TEXTO DE ORIGEM →
Os fariseus eram o partido do povo, que não gozava das vantagens materiais acarretadas pelo regime romano e helenista. Para eles o importante era assegurar-se de cumprir a Lei, mesmo nos tempos difíceis em que estavam vivendo. A demais, os fariseus criam em algumas doutrinas que não tinham apoio nas mais antigas tradições dos judeus, tais como a ressurreição e a existência de anjos.
Os saduceus, por sua parte, eram o partido da aristocracia, cujos interesses os levavam a colaborar com o regime romano. Posto que o sumo-sacerdote pertencia geralmente a essa classe social, o culto do Templo ocupava para os saduceus a posição central que a Lei tinha para os fariseus. Além disso, aristocratas e conservadores como eram, os saduceus rejeitavam as doutrinas da ressurreição e a da existência dos anjos, que segundo eles eram meras inovações.

EXERCÍCIOS →
A. Segundo o texto sobre fariseus e saduceus, o que ocupava posição central para um dos dois grupos ou era doutrina em que os fariseus criam? Liste todos esses itens.
B. Responda a estas perguntas com base no texto sobre fariseus e saduceus:
(i) Com qual regime os interesses dos saduceus os levavam a colaborar?
(ii) A que classe social pertencia geralmente o sumo-sacerdote?
(iii) O que eram, segundo os saduceus, as doutrinas da ressurreição e da existência dos anjos?
As linhas não têm nenhum papel nesta atividade.

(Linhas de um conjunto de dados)
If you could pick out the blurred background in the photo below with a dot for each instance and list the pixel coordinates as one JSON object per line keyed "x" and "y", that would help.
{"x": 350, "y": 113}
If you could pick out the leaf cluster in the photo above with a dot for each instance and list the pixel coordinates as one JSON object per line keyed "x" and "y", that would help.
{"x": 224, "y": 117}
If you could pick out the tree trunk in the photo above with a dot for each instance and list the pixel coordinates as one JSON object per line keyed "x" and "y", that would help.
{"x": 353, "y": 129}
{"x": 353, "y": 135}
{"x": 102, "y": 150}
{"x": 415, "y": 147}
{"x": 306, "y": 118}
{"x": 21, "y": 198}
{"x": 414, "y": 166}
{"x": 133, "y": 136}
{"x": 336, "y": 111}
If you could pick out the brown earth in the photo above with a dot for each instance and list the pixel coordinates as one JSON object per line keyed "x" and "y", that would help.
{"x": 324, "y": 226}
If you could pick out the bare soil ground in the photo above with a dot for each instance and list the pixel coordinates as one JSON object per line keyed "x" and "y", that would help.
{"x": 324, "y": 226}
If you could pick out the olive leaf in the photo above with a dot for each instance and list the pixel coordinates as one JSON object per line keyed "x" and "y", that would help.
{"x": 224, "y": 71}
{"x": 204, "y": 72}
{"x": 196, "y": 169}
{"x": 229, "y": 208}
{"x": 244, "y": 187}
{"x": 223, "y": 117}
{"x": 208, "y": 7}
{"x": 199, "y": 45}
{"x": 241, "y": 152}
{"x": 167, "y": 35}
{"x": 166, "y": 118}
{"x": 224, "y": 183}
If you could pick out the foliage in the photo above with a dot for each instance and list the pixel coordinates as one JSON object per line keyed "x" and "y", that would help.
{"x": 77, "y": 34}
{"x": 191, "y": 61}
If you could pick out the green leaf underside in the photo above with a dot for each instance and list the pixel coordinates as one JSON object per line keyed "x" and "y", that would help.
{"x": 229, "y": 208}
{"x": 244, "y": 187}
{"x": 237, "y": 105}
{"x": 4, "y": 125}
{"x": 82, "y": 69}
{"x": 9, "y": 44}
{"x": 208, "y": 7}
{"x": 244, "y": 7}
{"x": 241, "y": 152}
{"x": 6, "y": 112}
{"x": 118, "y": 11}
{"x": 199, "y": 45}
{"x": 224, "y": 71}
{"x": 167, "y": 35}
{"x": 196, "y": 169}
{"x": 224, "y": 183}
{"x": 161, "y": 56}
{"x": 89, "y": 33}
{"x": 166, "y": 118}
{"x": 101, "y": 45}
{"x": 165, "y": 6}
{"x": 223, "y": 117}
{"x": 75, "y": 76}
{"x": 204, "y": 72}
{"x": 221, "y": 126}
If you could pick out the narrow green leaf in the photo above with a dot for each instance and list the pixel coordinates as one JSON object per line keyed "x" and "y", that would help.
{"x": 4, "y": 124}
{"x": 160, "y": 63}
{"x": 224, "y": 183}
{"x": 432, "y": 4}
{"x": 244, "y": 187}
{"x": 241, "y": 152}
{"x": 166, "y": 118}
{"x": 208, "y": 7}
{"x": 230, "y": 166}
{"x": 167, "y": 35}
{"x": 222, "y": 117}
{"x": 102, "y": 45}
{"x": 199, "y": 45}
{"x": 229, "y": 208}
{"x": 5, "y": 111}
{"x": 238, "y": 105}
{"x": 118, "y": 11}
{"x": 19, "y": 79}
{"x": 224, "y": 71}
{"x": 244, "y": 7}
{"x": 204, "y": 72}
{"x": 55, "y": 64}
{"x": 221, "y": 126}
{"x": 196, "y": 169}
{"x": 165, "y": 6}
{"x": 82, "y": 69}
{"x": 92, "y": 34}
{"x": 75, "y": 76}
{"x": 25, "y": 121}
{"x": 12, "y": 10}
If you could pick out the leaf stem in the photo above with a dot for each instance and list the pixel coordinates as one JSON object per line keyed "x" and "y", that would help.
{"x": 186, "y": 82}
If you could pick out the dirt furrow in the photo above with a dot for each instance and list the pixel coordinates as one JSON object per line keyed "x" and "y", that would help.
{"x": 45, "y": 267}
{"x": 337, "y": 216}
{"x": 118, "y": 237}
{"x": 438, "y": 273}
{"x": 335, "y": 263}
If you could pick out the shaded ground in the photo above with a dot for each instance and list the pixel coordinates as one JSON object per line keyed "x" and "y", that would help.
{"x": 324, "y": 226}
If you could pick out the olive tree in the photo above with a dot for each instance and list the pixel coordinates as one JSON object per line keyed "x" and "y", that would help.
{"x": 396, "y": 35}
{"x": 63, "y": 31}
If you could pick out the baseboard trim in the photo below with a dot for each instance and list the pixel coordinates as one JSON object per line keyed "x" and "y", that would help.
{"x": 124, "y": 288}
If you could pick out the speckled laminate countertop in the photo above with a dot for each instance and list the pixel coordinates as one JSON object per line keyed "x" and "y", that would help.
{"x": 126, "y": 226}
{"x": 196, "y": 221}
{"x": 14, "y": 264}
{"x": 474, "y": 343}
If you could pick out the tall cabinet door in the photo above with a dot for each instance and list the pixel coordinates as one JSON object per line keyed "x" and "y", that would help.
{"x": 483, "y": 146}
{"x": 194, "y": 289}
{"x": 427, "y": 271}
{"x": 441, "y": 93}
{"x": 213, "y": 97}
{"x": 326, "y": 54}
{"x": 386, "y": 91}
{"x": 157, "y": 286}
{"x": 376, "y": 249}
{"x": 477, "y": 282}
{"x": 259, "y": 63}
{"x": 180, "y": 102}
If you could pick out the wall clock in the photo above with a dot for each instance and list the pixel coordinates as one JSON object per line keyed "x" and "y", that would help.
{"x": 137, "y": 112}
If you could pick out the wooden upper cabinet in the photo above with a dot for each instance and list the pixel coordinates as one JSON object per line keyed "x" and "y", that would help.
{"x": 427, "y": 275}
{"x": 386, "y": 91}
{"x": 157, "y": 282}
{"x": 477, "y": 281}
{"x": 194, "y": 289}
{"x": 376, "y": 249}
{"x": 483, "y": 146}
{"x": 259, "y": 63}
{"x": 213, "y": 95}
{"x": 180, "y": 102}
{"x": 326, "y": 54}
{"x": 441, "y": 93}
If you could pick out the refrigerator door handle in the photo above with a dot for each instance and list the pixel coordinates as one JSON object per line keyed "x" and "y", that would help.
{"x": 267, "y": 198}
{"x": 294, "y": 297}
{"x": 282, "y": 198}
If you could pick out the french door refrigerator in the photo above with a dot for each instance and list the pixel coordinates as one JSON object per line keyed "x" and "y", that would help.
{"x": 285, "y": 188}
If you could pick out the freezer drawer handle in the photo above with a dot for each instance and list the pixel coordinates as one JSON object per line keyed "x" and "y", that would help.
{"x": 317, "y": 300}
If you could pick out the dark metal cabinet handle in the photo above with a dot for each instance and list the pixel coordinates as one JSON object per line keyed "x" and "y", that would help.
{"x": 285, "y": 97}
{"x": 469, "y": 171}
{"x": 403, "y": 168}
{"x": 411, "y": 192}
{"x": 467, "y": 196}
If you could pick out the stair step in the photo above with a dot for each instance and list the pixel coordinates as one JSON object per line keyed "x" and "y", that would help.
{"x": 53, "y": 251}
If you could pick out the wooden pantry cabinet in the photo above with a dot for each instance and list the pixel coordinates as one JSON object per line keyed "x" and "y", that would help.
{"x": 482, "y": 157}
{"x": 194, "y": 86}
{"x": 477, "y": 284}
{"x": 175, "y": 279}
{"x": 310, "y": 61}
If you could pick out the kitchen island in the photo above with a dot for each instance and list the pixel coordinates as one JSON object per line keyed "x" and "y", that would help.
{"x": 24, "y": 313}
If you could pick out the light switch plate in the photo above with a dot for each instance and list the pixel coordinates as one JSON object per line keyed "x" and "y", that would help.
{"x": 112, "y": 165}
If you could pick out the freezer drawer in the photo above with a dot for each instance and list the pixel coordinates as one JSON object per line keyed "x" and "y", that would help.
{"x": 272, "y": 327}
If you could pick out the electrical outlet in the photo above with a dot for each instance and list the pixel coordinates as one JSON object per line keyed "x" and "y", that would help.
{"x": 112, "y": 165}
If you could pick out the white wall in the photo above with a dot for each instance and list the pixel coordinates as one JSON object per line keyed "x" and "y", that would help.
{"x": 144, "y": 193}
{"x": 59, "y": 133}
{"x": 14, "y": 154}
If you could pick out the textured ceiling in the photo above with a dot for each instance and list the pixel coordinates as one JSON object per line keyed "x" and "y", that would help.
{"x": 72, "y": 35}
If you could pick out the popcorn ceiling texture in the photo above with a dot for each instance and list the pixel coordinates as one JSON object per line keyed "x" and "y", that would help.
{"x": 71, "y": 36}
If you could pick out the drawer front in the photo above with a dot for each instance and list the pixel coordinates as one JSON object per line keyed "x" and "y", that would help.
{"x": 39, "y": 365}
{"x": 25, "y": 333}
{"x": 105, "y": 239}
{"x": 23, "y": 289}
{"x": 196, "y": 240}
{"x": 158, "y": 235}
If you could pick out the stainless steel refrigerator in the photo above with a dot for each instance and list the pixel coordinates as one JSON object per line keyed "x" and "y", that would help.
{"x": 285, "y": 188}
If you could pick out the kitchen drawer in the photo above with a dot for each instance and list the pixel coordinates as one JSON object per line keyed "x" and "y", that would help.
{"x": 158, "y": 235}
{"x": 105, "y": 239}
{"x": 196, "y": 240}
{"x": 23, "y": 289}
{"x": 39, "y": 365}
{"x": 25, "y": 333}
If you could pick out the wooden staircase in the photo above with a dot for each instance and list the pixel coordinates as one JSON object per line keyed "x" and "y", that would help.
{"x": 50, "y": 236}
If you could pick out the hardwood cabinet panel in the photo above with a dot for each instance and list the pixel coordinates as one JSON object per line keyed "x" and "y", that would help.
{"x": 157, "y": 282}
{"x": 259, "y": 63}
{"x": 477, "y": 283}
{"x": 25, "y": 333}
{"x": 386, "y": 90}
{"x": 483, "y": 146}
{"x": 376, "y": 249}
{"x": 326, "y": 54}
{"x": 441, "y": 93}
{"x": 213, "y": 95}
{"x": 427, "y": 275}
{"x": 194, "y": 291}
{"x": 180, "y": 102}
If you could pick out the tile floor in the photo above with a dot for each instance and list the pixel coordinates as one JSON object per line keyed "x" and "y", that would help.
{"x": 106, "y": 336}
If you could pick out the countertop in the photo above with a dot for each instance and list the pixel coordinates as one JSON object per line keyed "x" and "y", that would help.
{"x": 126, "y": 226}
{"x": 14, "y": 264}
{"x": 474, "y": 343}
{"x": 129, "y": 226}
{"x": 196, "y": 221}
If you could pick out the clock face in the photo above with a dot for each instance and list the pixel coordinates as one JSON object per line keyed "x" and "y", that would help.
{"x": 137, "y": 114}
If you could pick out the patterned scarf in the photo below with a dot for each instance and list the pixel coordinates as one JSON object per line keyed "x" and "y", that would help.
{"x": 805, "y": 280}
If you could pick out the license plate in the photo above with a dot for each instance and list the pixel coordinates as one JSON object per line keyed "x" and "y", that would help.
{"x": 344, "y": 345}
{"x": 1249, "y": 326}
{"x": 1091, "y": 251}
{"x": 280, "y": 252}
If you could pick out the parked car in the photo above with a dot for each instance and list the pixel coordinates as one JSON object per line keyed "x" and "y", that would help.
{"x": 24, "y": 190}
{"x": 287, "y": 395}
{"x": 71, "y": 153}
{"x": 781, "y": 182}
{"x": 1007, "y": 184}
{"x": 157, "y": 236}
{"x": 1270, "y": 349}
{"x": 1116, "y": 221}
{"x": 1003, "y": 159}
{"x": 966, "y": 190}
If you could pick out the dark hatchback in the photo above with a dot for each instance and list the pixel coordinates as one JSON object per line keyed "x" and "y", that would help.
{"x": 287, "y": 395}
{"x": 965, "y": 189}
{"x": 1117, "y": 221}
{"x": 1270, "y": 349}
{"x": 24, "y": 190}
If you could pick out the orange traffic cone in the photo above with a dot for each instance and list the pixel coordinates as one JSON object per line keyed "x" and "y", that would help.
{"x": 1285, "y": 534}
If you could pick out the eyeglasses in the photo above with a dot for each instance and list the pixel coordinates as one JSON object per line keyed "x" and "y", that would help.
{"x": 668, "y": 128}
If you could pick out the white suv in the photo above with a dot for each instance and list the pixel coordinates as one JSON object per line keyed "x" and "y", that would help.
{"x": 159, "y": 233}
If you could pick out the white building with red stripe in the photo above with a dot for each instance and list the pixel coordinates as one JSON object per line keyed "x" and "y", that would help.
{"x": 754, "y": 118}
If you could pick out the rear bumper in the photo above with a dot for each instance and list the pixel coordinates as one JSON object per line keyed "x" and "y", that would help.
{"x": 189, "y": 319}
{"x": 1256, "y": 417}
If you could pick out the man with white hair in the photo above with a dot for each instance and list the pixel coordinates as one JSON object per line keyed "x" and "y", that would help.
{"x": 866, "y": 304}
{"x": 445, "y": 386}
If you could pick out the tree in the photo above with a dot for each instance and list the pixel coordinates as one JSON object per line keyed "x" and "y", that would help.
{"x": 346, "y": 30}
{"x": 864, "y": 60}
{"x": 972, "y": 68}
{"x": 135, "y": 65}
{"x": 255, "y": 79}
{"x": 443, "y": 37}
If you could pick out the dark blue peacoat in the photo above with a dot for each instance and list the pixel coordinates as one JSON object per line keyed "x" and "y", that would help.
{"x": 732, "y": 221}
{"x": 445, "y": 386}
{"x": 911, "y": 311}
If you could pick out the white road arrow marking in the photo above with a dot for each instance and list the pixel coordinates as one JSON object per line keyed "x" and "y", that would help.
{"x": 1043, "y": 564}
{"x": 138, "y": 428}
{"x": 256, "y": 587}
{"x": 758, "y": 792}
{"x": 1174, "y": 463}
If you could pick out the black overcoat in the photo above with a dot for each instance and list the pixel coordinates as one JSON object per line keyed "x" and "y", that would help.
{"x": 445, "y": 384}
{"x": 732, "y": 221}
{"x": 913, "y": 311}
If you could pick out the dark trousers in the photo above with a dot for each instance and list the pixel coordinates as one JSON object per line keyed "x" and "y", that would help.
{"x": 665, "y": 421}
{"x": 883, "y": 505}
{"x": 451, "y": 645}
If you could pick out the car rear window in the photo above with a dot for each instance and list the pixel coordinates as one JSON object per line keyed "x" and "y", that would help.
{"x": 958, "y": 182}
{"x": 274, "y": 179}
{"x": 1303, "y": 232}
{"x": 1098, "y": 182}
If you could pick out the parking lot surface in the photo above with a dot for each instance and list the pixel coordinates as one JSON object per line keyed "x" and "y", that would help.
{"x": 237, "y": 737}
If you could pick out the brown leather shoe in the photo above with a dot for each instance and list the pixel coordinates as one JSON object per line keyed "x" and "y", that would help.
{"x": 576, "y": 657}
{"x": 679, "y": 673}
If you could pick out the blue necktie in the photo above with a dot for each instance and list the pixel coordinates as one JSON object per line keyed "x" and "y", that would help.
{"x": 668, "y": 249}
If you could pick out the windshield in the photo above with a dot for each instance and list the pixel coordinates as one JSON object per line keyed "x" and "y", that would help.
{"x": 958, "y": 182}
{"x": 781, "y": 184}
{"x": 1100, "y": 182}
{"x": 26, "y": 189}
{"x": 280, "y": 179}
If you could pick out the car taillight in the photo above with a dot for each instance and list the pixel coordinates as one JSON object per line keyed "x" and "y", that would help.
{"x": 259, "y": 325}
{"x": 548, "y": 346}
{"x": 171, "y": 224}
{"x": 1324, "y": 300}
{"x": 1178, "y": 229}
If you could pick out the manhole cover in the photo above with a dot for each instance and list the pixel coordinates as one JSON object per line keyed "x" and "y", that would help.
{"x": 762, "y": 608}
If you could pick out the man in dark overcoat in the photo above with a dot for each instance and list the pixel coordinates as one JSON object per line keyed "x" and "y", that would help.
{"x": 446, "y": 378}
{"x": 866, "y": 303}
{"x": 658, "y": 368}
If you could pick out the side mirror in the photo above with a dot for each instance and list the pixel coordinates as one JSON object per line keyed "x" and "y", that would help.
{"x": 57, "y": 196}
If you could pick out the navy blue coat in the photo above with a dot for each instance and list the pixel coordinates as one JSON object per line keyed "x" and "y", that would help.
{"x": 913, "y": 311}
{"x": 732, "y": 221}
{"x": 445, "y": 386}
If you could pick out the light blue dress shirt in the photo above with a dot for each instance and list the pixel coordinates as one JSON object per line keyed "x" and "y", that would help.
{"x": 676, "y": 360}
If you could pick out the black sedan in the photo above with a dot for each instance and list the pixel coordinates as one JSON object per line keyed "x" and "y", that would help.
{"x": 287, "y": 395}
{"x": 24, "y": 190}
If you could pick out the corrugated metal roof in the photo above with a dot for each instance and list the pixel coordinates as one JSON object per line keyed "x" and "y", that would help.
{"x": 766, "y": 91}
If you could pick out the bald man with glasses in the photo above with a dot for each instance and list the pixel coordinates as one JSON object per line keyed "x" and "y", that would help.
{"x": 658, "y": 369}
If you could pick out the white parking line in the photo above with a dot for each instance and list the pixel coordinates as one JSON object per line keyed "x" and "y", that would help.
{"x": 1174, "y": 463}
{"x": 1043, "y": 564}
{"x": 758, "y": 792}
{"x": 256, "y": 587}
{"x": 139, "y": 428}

RESPOSTAS →
A.
- a Lei
- o culto do Templo
- a ressurreição
- a existência de anjos

B.
(i) Com o regime romano.
(ii) À aristocracia.
(iii) Meras inovações.